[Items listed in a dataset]
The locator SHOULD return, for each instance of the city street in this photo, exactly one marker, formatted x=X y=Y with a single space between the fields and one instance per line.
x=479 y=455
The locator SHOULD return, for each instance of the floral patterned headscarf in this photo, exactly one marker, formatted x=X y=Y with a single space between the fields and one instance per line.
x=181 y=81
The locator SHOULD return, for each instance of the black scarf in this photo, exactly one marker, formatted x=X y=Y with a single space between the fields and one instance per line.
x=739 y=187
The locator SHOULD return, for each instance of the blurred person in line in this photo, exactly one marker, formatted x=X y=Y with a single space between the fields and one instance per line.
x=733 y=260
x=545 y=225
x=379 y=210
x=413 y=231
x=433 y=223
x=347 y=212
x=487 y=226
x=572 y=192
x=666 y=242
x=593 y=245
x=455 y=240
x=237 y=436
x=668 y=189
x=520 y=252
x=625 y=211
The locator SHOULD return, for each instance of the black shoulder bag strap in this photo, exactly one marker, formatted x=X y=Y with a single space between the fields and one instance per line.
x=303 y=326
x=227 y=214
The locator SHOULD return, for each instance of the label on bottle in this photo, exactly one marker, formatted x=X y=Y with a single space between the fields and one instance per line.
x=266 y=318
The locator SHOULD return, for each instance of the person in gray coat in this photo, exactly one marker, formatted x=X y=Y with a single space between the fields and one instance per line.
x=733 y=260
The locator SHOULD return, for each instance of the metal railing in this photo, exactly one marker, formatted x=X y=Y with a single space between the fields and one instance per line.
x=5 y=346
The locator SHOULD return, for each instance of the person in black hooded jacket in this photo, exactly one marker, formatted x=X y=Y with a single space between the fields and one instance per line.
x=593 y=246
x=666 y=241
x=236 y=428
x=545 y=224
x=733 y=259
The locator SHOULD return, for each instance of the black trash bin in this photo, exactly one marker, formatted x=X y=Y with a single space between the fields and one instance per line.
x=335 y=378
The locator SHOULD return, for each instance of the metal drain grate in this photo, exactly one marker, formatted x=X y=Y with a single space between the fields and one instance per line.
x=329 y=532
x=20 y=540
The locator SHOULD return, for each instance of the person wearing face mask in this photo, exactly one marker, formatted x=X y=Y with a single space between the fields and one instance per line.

> Instructions to follow
Having read the entries above, restate them all word for word.

> Answer section
The locator SHOULD return, for each instance of the city street in this photo, exactly one marker, formatted x=X y=Y with a single space between the fields and one instance per line.
x=479 y=455
The locator SHOULD return, for each instance of the floral patterned headscarf in this photo, exactly one marker, formatted x=X y=Y with a single space between the fields and one instance per line.
x=181 y=81
The locator SHOULD return, for each instance of the black scarf in this photo, exactly one marker, formatted x=X y=Y with a single space between the fields and one instance per line.
x=739 y=187
The locator SHOULD return, for each instance of the blurred person in line in this photo, exactly one marker, formatted x=X y=Y with a single space between the fields and one instance per line.
x=733 y=260
x=545 y=225
x=379 y=210
x=413 y=231
x=433 y=223
x=347 y=212
x=487 y=226
x=572 y=192
x=666 y=242
x=593 y=245
x=455 y=240
x=237 y=436
x=668 y=189
x=520 y=252
x=625 y=211
The locator SHOULD return, for each instance of the black shoulder bag strap in this photo, exactly one marker, formatted x=X y=Y with a single space between the fields and one instance per line.
x=303 y=326
x=227 y=214
The locator SHOULD return, for each instance of the label on bottle in this photo, exactly one marker, formatted x=X y=Y with a single space between the fields and one instance per line.
x=266 y=318
The locator SHOULD return, for each instance of the person in gray coat in this photo, exactly one marker, formatted x=X y=Y with a single space between the fields and one instance per line.
x=733 y=260
The locator SHOULD return, for each instance of the metal railing in this photo, exactly one marker, formatted x=X y=Y with a single space between the fields and one instance per line.
x=5 y=346
The locator SHOULD return, for each instance of the person in black hooded jacket in this photo, exactly one marker, formatted x=X y=Y with a single space between the fields and one instance per line.
x=593 y=246
x=666 y=241
x=236 y=428
x=545 y=224
x=733 y=259
The locator SHOULD return, for each instance of the black trash bin in this photo, exactly one marker, formatted x=X y=Y with a single space between the fields and one instance per line.
x=335 y=378
The locator SHOULD return, for each instance of the metal drain grate in this photo, exactly one marker, formatted x=X y=Y with a single space between the fields and one instance per line.
x=329 y=532
x=20 y=540
The locator SHOULD return, for each instance of the person wearing face mask in this photo, exactly one marker, formatted x=X y=Y with a single space between the fields and one instance per line.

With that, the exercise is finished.